╔══

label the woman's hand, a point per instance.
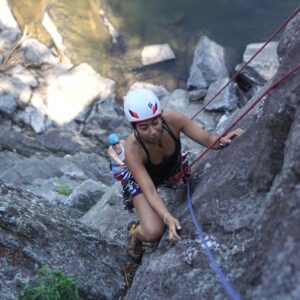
(226, 140)
(173, 225)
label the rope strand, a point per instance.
(248, 62)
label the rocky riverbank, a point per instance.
(56, 185)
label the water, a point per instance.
(231, 23)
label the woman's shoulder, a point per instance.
(173, 119)
(132, 148)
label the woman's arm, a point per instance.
(199, 135)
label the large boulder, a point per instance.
(208, 64)
(34, 233)
(36, 53)
(71, 92)
(226, 101)
(246, 197)
(266, 62)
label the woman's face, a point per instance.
(150, 130)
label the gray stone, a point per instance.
(246, 198)
(71, 92)
(159, 90)
(8, 103)
(208, 64)
(266, 62)
(35, 233)
(32, 117)
(36, 53)
(226, 101)
(157, 53)
(197, 94)
(177, 100)
(86, 195)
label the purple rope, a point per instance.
(231, 292)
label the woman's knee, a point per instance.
(153, 233)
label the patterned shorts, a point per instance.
(130, 186)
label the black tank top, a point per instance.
(161, 172)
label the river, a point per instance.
(231, 23)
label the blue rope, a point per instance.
(231, 292)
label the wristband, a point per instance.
(221, 145)
(165, 217)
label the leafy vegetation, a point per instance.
(50, 284)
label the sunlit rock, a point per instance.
(32, 117)
(7, 38)
(7, 20)
(56, 36)
(19, 90)
(71, 92)
(111, 29)
(266, 62)
(208, 64)
(157, 53)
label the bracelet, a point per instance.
(221, 145)
(165, 217)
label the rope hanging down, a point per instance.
(232, 293)
(177, 177)
(248, 62)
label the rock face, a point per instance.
(34, 233)
(208, 64)
(247, 199)
(266, 62)
(70, 93)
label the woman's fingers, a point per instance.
(226, 140)
(173, 228)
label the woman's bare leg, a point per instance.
(151, 225)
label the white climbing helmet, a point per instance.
(141, 105)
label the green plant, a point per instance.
(50, 284)
(64, 190)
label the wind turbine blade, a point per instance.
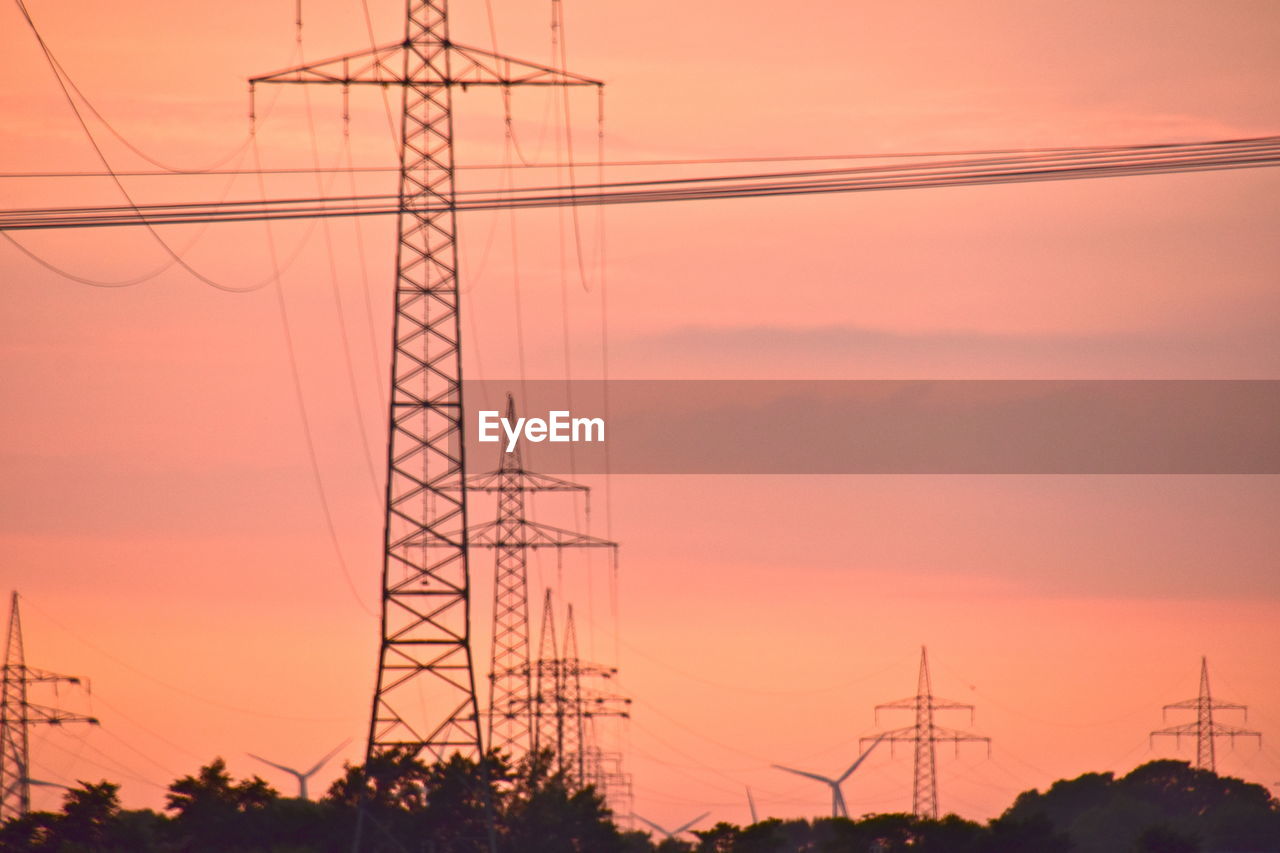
(328, 757)
(860, 758)
(288, 770)
(685, 828)
(645, 820)
(807, 774)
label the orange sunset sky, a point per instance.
(160, 516)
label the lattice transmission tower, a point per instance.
(565, 710)
(425, 697)
(512, 536)
(17, 716)
(1206, 729)
(924, 735)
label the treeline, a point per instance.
(401, 804)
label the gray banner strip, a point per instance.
(890, 427)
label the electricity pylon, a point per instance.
(926, 735)
(17, 715)
(425, 697)
(512, 536)
(1206, 729)
(562, 707)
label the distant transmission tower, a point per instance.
(926, 735)
(425, 698)
(565, 711)
(1206, 729)
(512, 536)
(17, 715)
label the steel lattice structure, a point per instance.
(1206, 729)
(563, 708)
(425, 697)
(17, 716)
(512, 534)
(924, 735)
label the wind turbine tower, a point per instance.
(682, 828)
(304, 775)
(839, 808)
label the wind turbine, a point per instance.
(837, 798)
(304, 775)
(671, 833)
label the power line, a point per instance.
(1200, 158)
(609, 164)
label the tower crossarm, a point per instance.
(533, 534)
(892, 735)
(40, 715)
(525, 482)
(31, 675)
(1196, 705)
(917, 702)
(1215, 729)
(429, 62)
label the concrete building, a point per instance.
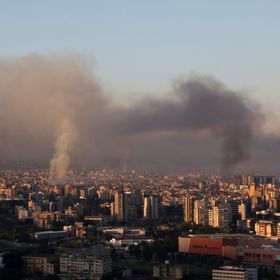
(47, 265)
(221, 216)
(91, 265)
(151, 207)
(188, 209)
(167, 271)
(234, 273)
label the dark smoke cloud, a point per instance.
(199, 103)
(54, 110)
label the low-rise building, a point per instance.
(91, 264)
(234, 273)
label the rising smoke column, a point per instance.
(197, 104)
(63, 146)
(52, 107)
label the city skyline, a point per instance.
(134, 58)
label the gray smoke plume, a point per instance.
(61, 158)
(54, 110)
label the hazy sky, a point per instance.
(141, 46)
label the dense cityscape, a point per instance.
(139, 140)
(99, 224)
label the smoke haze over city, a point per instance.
(55, 110)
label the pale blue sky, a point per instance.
(141, 46)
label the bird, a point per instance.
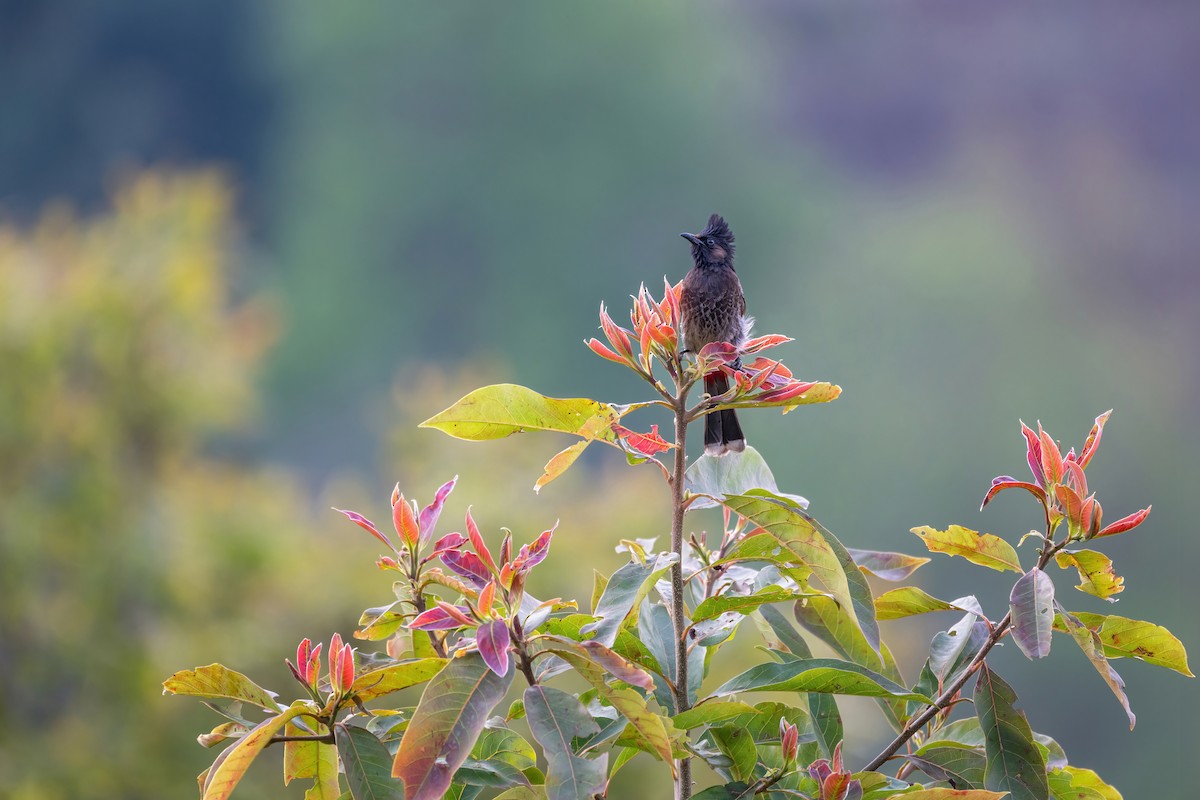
(713, 308)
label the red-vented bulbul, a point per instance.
(714, 310)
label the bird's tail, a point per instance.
(723, 432)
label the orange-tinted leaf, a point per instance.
(648, 444)
(597, 347)
(1006, 482)
(1126, 523)
(227, 774)
(1033, 453)
(763, 342)
(445, 725)
(405, 521)
(1051, 458)
(1095, 572)
(561, 462)
(217, 680)
(477, 541)
(1093, 438)
(365, 524)
(984, 549)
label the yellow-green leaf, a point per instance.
(232, 767)
(217, 680)
(1095, 571)
(984, 549)
(503, 409)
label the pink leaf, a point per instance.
(431, 512)
(435, 619)
(1006, 482)
(467, 565)
(603, 352)
(403, 518)
(1093, 438)
(1033, 453)
(1126, 523)
(366, 524)
(648, 444)
(492, 639)
(763, 342)
(477, 541)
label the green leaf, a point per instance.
(1014, 762)
(735, 473)
(909, 601)
(593, 666)
(1095, 572)
(556, 719)
(984, 549)
(822, 708)
(394, 678)
(738, 745)
(1031, 603)
(714, 607)
(823, 675)
(561, 463)
(312, 759)
(820, 392)
(233, 763)
(503, 409)
(816, 548)
(217, 680)
(954, 794)
(711, 711)
(888, 566)
(1092, 645)
(367, 764)
(960, 765)
(1131, 638)
(625, 589)
(445, 725)
(1074, 783)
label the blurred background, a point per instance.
(246, 247)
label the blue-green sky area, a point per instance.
(966, 215)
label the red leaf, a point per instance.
(435, 619)
(671, 301)
(1051, 458)
(403, 518)
(477, 541)
(1126, 523)
(615, 334)
(533, 553)
(492, 639)
(431, 512)
(1072, 505)
(1006, 482)
(366, 524)
(763, 342)
(1093, 438)
(467, 565)
(786, 392)
(1033, 453)
(603, 352)
(648, 444)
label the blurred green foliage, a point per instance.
(965, 216)
(127, 543)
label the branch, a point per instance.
(948, 696)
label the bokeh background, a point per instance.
(246, 247)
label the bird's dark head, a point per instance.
(714, 245)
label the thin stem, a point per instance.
(678, 611)
(947, 697)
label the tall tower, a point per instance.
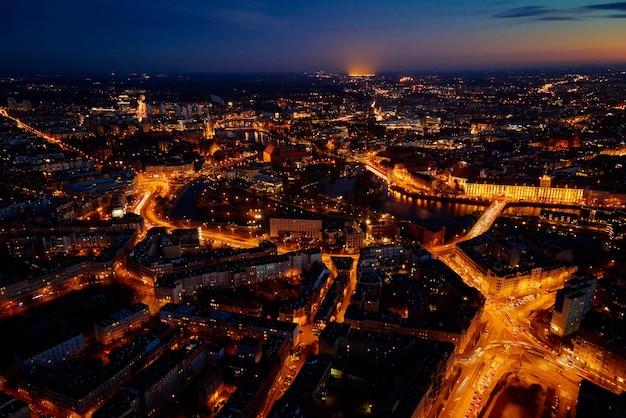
(209, 128)
(572, 303)
(141, 108)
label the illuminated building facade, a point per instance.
(309, 228)
(530, 193)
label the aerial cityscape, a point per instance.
(339, 209)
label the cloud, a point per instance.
(542, 13)
(619, 6)
(526, 11)
(557, 18)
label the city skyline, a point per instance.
(272, 36)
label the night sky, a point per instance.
(364, 36)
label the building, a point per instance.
(354, 237)
(524, 192)
(54, 353)
(13, 408)
(296, 228)
(571, 305)
(120, 323)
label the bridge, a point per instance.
(485, 221)
(378, 173)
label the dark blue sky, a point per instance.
(333, 35)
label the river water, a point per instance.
(452, 214)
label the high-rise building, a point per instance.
(572, 303)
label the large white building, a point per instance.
(299, 228)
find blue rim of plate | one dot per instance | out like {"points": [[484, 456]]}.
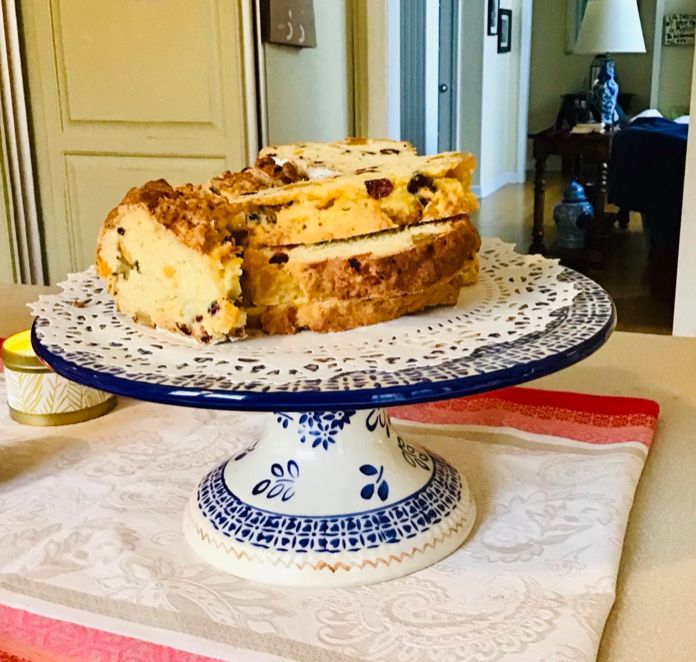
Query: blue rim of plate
{"points": [[420, 390]]}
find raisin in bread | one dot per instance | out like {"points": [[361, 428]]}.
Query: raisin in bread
{"points": [[169, 260]]}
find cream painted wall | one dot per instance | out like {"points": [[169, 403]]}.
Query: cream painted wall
{"points": [[308, 89], [7, 273], [499, 109], [472, 17], [489, 96], [685, 304], [675, 67], [554, 72]]}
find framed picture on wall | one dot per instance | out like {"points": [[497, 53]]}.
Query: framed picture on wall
{"points": [[493, 7], [504, 30]]}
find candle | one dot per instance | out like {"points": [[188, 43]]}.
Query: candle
{"points": [[38, 396]]}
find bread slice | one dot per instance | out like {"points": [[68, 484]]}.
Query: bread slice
{"points": [[406, 190], [342, 314], [379, 266], [169, 260], [319, 160]]}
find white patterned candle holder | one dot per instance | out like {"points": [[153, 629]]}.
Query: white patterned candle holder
{"points": [[330, 495], [329, 499]]}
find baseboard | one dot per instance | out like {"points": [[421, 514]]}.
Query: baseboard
{"points": [[492, 185], [553, 164]]}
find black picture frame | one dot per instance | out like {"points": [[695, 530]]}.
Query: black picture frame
{"points": [[493, 9], [504, 30]]}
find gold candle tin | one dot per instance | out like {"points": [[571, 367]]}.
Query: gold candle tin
{"points": [[37, 395]]}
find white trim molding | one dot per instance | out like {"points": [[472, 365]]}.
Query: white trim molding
{"points": [[25, 229], [684, 301]]}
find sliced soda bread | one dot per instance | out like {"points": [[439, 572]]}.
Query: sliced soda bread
{"points": [[382, 265], [169, 260], [406, 190], [319, 160], [342, 314]]}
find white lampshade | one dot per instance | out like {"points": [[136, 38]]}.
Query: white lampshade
{"points": [[611, 26]]}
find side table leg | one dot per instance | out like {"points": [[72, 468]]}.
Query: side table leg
{"points": [[537, 245], [600, 229]]}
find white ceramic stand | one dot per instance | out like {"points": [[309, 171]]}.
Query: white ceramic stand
{"points": [[329, 499]]}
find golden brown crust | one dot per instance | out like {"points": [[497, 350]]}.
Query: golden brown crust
{"points": [[198, 218], [338, 315], [264, 175], [272, 277], [399, 191]]}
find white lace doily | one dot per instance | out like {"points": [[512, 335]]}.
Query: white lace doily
{"points": [[517, 295]]}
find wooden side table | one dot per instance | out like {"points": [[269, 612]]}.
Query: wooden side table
{"points": [[581, 147]]}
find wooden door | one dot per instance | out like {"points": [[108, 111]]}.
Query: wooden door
{"points": [[122, 92]]}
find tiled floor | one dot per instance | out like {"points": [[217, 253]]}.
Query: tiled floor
{"points": [[507, 213]]}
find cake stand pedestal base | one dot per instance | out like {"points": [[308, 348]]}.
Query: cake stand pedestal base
{"points": [[332, 498]]}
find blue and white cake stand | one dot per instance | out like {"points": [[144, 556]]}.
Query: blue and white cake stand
{"points": [[330, 494]]}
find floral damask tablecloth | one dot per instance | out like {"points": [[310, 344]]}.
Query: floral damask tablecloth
{"points": [[93, 564]]}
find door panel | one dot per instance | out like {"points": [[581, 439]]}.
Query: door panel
{"points": [[112, 176], [123, 92], [110, 74]]}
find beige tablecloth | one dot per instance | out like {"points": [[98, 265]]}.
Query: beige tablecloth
{"points": [[90, 532]]}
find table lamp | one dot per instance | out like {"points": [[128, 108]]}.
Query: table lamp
{"points": [[609, 26]]}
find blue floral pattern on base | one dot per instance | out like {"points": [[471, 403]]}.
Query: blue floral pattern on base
{"points": [[380, 483], [350, 532], [281, 484], [414, 456], [378, 417], [320, 428]]}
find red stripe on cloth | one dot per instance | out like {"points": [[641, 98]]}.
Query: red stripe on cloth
{"points": [[589, 418], [61, 641]]}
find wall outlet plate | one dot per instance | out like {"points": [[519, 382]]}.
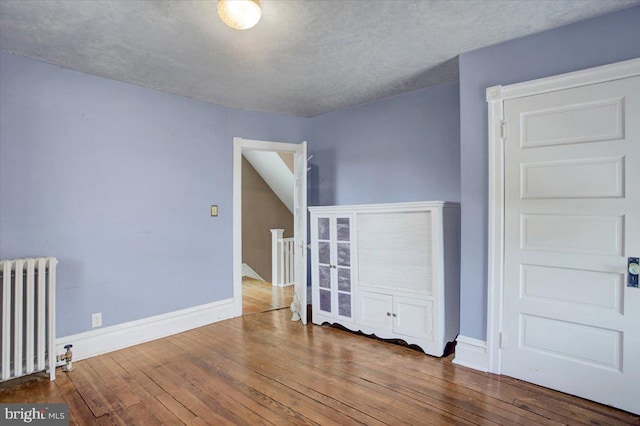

╚══

= Activity =
Look above for the line holding "label the dark blue" and the line holding "find blue rim". Retype both, and every line between them, word for word and nothing else.

= Your solution =
label the dark blue sky, a point per instance.
(333, 35)
label the river water, a point per instance.
(452, 214)
label the high-rise building, a point per instance.
(572, 303)
label the large white building, a point per instance.
(299, 228)
find blue rim of plate | one dot per instance | out like {"points": [[484, 456]]}.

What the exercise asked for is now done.